# Extract to read
--
Skip to main content

Circular DNA takes center stage in a deadly form of cancer, research shows

ASU joins international team to study disease evolution


Graphic illustration showing a case of Barrett's esophagus within a person.

Barrett's esophagus occurs when the normal squamous lining of the esophagus is replaced with columnar tissue, which is more resistant to the damaging effects of stomach acid. Those with the condition have a higher risk for developing a highly lethal cancer known as esophageal adenocarcinoma. Graphic by Jason Drees

|
April 18, 2023

A circular form of DNA, known as extrachromosomal DNA, often contains genes that can turbocharge the development of cancer while dampening the immune system’s capacity to cope with the assault.

A new study examines the role of extrachromosomal DNA in the development of esophageal adenocarcinoma, or EAC, a highly lethal cancer. This cancer can progress over time from a common condition known as Barrett’s esophagus. This condition, especially when accompanied by long-term gastroesophageal reflux disease, places patients at heightened risk of cancer.  

Researchers have long struggled to understand the factors causing some patients to advance from Barrett’s esophagus to EAC. In new research in the current issue of the journal Nature, Arizona State University Professor Carlo Maley joins an international team led by Stanford Medicine. Their findings show a strong statistical link between cancer development and the presence of extrachromosomal DNA, revealing that people with this form of DNA in their precancerous cells are 20 to 30 times more likely than others to develop cancer.

The results are important for advancing the understanding of this bewildering and generally fatal illness, but also suggest a dramatic shift in thinking about how cancers evolve over time in the body and successfully evade immune defenses.

By understanding the underlying mechanisms involved in disease progression, researchers hope to identify cancer cell vulnerabilities and develop new therapies to combat intractable cancers.

“When cancer genes pop out of the chromosomes and start replicating as little circles of DNA, they can evolve rapidly,” Maley said. “Understanding this gives us a new signal for predicting which tumors are going to be dangerous and which patients need additional care.”
--
# Your objective
Rewrite the stretch of the circular DNA article from "A new study" through "to develop cancer.", putting "elevated" in place of "heightened".

# Given data
--
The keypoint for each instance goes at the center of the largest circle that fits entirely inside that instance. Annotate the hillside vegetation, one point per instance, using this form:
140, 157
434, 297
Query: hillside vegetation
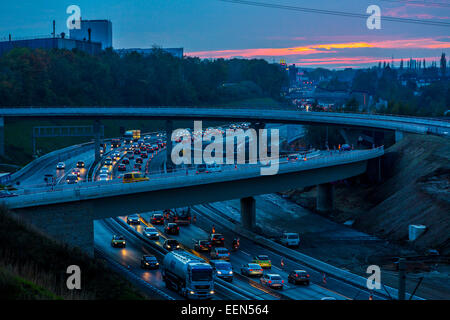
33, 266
--
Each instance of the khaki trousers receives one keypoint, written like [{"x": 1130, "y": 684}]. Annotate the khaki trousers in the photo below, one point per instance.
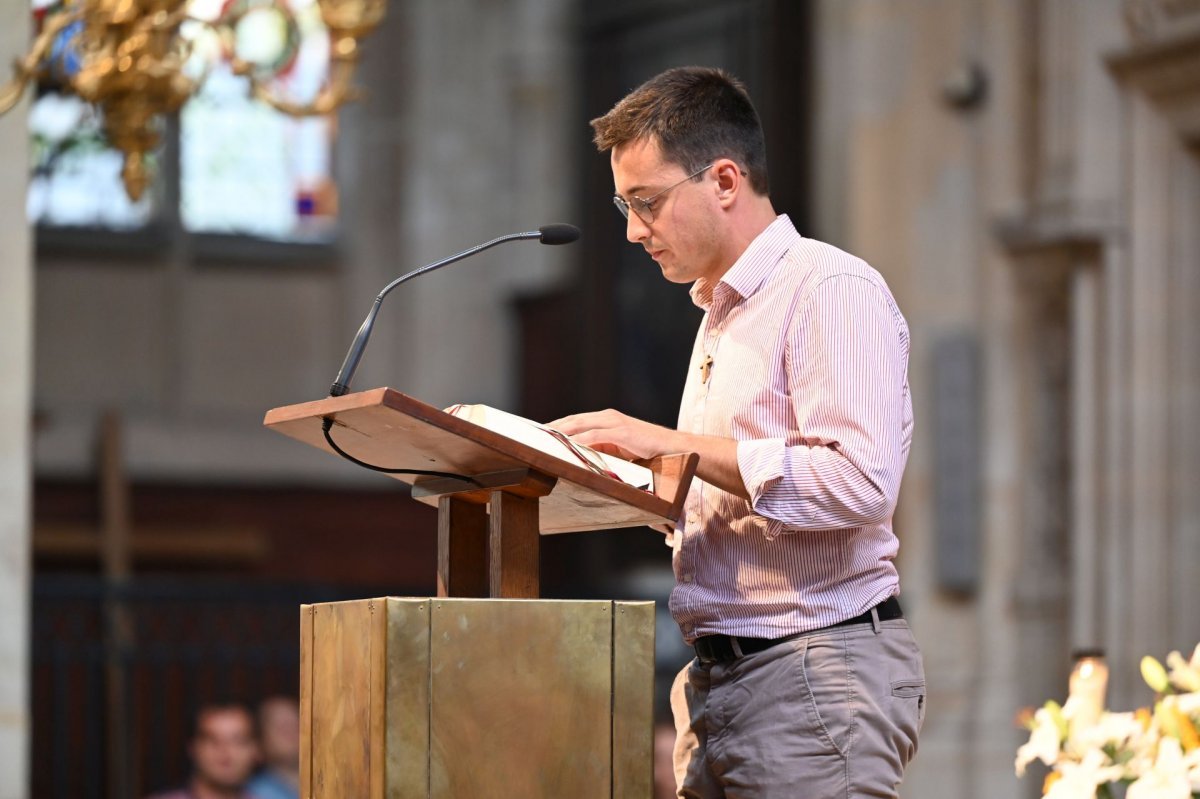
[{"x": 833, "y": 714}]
--
# Result below
A new study examines the role of extrachromosomal DNA in the development of esophageal adenocarcinoma, or EAC, a highly lethal cancer. This cancer can progress over time from a common condition known as Barrett’s esophagus. This condition, especially when accompanied by long-term gastroesophageal reflux disease, places patients at elevated risk of cancer.  

Researchers have long struggled to understand the factors causing some patients to advance from Barrett’s esophagus to EAC. In new research in the current issue of the journal Nature, Arizona State University Professor Carlo Maley joins an international team led by Stanford Medicine. Their findings show a strong statistical link between cancer development and the presence of extrachromosomal DNA, revealing that people with this form of DNA in their precancerous cells are 20 to 30 times more likely than others to develop cancer.